[WHAT YOU SHOULD DO] In the records below, locate the line containing "the bird's dark", then output that line and all later lines exactly, through the last one.

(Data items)
::::::::

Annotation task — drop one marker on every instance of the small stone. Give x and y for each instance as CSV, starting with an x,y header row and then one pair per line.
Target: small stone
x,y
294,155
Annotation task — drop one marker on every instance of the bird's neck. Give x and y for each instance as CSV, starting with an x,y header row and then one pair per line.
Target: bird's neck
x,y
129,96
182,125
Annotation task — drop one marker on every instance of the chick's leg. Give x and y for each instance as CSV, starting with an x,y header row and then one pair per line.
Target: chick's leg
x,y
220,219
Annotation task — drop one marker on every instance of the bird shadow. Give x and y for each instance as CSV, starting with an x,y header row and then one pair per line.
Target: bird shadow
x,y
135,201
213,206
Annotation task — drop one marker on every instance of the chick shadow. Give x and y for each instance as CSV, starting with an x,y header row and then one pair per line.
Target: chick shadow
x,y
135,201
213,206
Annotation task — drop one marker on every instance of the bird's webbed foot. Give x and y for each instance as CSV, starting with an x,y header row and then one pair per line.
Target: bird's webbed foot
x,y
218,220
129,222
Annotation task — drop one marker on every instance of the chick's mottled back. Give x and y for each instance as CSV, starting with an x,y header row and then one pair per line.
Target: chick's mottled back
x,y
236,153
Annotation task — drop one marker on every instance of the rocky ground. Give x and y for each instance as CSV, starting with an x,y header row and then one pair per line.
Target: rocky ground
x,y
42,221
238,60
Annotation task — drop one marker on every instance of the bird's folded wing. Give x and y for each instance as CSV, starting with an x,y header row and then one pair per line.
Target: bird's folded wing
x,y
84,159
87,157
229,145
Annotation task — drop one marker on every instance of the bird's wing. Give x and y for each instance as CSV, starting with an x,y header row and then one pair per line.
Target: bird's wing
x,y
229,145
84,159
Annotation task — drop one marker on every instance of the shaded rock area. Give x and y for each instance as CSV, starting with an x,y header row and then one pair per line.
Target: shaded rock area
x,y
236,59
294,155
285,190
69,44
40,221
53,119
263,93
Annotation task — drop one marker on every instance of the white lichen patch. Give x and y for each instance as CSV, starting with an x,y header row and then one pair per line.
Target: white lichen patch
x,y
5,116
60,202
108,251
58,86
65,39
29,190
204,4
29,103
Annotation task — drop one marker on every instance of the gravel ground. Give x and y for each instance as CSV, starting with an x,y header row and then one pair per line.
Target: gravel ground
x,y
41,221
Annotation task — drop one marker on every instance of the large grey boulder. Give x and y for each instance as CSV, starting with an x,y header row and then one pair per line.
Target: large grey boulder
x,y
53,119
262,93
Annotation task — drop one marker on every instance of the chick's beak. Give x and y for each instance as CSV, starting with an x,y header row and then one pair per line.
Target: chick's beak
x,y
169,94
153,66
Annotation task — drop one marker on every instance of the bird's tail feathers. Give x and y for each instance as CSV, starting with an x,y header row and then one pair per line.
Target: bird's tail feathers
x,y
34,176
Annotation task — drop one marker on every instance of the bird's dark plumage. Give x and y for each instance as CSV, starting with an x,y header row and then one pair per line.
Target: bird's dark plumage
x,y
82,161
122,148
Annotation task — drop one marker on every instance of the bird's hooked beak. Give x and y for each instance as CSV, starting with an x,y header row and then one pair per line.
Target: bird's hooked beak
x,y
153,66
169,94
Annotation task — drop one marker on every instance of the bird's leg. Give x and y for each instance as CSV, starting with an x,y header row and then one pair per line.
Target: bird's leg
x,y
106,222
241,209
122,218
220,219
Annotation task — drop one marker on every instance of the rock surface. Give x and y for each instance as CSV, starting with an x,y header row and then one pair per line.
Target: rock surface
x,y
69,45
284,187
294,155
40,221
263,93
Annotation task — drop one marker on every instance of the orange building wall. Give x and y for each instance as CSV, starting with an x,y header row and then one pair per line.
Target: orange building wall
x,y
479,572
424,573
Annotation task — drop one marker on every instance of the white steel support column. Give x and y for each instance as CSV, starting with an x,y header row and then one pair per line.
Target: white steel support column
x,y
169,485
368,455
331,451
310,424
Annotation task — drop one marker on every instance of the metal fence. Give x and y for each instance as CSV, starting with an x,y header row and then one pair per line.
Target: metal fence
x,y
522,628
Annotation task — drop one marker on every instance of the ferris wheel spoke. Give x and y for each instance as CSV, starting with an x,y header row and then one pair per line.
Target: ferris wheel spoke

::::::::

[RESPONSE TO THIS TASK]
Annotation task — drop one marker on every instance of the bird's dark plumage. Give x and y for each instance as CSV, starting with an x,y header row and then one pair per line.
Target: bird's dark plumage
x,y
82,161
122,148
Annotation task — drop one marker on every instance of the bird's hooked beak. Give x and y for each instance as CSV, starting with an x,y header row and then one pair per line.
Target: bird's hooked beak
x,y
153,66
169,94
Annotation task — drop one marker on every instance of the bird's leg. Give x and y for each instance as CSV, starting with an x,y header row and then one pair per line.
Target: bird's leg
x,y
106,222
241,209
122,218
220,219
Annotation task — drop one marker on every instance of the rock surface. Give x and y for each instance as CSV, starting with an x,y header row and then one pair per line.
Target: rock surface
x,y
69,45
284,187
294,155
40,221
263,93
Annotation task — drop one marker on every instance of the orange building wall. Give x and y for each instance as CSV, starting with an x,y header row and then one pair per line.
Target: orange building wall
x,y
479,572
424,573
Annotation task — drop one marker on every instance of the white steel support column. Give x and y for each instance as CSV, starting with an x,y header row and then one pair per line.
Target: white steel support column
x,y
169,485
368,455
331,451
310,424
Annotation task — drop one marker on every instance of the metal fence. Give x and y for each instance as CSV, starting with an x,y header row and then one pair per line.
Target: metal fence
x,y
522,628
Annotation task — drop one marker on every instance of the ferris wheel spoke. Give x and y for each instance as CSV, starting with an x,y header row and then one pair per line.
Target: ferris wheel spoke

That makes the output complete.